_Directions for this task:_ Return each line of the records below that contains the string "window", one line per match.

★ ★ ★ ★ ★ ★ ★

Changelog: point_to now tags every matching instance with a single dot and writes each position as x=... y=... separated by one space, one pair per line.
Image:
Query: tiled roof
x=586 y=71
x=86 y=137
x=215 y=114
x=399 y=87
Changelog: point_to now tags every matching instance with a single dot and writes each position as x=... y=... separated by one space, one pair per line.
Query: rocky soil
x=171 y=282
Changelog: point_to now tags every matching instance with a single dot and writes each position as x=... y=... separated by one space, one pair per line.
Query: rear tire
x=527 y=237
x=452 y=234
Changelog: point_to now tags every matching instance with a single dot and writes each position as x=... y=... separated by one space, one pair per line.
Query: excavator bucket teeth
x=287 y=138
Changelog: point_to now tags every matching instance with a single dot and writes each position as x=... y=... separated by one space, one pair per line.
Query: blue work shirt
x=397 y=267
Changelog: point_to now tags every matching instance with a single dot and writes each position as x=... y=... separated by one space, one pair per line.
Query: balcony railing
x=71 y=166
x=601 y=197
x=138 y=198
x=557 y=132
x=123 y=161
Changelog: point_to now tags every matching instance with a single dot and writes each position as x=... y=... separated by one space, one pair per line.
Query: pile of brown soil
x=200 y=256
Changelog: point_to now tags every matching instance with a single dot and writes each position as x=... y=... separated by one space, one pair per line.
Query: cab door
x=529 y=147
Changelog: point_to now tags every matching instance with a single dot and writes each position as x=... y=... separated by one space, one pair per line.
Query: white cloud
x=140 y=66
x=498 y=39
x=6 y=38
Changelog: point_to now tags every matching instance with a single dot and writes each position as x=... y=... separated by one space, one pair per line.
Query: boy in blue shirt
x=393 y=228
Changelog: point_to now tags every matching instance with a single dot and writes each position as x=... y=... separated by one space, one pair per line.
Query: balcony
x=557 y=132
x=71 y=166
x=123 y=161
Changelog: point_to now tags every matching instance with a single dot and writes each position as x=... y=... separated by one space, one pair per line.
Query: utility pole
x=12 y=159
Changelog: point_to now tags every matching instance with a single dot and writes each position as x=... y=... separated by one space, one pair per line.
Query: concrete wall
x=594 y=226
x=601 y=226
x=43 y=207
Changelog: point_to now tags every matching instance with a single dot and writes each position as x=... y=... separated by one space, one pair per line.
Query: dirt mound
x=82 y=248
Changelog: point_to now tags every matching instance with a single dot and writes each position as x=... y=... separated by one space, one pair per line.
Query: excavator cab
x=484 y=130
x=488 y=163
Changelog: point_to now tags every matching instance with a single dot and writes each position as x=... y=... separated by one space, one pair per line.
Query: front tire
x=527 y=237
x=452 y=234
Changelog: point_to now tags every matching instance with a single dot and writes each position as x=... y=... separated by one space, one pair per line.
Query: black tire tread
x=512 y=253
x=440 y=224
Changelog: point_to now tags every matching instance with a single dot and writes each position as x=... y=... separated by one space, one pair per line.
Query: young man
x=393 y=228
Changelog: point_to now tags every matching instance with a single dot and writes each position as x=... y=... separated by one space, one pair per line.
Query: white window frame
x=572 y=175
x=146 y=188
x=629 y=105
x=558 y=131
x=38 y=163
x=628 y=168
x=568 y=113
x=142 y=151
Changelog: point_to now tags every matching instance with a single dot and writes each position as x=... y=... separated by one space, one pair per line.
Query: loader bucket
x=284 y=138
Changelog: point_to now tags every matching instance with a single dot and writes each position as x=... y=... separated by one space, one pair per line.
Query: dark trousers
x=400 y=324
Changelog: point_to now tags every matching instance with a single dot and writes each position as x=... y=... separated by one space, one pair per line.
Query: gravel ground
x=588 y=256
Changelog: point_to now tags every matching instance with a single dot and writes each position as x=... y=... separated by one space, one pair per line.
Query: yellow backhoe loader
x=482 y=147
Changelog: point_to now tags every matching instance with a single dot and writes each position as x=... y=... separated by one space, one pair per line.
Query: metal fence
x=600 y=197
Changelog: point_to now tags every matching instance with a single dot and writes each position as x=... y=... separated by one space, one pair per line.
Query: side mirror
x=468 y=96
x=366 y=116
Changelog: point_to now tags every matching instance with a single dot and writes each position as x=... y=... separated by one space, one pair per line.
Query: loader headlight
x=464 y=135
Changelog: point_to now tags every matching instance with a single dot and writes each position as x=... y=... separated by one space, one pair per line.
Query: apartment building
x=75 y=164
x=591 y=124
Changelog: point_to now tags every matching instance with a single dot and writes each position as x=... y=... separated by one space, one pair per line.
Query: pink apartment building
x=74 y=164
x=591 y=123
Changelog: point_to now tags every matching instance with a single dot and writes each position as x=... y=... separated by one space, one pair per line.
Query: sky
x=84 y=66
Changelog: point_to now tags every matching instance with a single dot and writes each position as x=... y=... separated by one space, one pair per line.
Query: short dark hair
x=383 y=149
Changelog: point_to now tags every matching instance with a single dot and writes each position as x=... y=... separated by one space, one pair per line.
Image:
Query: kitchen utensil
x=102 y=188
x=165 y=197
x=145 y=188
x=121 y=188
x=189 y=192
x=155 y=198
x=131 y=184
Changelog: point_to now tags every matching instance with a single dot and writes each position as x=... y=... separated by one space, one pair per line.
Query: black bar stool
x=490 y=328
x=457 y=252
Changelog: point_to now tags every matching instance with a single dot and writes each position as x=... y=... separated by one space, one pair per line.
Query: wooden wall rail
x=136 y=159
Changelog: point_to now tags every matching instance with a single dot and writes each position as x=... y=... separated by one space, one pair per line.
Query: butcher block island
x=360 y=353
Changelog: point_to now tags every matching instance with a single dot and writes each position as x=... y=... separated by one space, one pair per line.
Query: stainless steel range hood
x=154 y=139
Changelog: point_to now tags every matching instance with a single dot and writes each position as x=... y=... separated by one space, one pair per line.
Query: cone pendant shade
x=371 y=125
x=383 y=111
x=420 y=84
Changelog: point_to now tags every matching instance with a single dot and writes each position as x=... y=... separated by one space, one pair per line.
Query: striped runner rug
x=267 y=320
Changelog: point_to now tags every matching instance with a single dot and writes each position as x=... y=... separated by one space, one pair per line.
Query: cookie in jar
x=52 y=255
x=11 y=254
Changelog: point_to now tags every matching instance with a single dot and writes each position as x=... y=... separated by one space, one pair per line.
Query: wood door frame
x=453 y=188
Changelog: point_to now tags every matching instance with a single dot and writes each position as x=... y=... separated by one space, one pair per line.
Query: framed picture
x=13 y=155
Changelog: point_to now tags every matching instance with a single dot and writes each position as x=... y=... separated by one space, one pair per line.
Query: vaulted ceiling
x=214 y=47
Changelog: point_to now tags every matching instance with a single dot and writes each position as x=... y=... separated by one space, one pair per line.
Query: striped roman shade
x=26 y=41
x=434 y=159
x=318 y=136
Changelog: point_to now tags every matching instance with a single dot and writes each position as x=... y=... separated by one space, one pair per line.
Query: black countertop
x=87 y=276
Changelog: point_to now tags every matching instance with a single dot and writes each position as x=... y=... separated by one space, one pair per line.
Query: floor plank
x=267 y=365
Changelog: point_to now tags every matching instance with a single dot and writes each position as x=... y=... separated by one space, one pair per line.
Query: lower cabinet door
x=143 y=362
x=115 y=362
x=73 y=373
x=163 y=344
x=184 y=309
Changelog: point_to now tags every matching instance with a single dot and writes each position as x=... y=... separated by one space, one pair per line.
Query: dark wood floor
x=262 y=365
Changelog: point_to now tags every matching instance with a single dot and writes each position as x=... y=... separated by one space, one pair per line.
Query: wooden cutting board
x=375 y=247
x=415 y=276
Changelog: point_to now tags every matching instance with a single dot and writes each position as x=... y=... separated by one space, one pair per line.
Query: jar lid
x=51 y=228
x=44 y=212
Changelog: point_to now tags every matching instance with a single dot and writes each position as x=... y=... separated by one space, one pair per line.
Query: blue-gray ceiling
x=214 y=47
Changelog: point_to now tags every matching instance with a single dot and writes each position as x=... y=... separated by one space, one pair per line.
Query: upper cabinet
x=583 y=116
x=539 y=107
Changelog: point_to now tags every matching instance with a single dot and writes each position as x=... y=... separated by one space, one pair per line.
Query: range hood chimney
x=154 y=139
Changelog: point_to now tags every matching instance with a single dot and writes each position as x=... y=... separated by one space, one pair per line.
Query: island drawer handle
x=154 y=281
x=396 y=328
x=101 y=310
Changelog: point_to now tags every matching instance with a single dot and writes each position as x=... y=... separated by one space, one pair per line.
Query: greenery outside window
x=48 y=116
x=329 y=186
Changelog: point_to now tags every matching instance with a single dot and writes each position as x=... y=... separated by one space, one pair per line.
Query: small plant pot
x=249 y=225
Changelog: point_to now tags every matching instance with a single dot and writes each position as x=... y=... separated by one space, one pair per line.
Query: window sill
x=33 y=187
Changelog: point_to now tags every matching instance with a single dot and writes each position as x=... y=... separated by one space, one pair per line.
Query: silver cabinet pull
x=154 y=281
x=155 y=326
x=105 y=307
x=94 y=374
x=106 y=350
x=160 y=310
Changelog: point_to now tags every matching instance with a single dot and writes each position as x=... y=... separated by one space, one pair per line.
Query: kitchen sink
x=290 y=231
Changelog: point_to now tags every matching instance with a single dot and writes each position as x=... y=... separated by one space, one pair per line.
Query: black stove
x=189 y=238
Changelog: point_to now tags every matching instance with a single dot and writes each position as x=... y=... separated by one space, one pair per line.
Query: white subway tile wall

★ ★ ★ ★ ★ ★ ★

_Task answer:_
Query: white window frame
Query: greenery outside window
Query: window sill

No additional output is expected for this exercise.